> [About this task]
The line containing "Query: green leaf" and every line after it, through the last one below: output exactly these and nothing else.

++++ Information given

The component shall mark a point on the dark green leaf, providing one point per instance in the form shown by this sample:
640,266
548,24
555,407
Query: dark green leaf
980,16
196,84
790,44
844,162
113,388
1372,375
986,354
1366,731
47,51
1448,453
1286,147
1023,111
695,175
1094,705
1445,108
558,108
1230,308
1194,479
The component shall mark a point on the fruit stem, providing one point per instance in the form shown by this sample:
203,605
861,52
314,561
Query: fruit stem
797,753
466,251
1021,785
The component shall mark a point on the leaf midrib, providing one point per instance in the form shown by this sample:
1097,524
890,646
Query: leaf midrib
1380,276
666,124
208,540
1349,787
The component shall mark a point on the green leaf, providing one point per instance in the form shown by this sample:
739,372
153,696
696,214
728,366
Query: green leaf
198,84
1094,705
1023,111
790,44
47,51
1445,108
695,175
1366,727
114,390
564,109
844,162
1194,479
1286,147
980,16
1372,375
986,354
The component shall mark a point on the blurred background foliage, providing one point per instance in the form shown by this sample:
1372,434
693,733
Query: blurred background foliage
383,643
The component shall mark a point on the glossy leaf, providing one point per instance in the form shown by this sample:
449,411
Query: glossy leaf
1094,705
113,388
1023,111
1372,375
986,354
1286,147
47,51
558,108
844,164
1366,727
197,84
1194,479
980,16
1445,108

++++++++

> [Response]
Query: green leaf
198,84
1094,705
1023,111
790,44
47,51
1445,108
695,175
1366,727
114,390
564,109
844,162
1194,479
1286,147
980,16
1372,375
986,354
The component shall mark a point on the blurred background foliage, providing one point per instance in the form shown by this sample:
1372,434
693,733
Query: blurred background foliage
383,643
The component shall mark a point on the glossy leaf, providing one point per instance in the form shown by this sample:
449,411
Query: glossy leaf
1094,705
113,388
1023,111
1372,375
986,354
1286,147
47,51
558,108
844,164
1366,727
197,84
1194,479
980,16
1445,108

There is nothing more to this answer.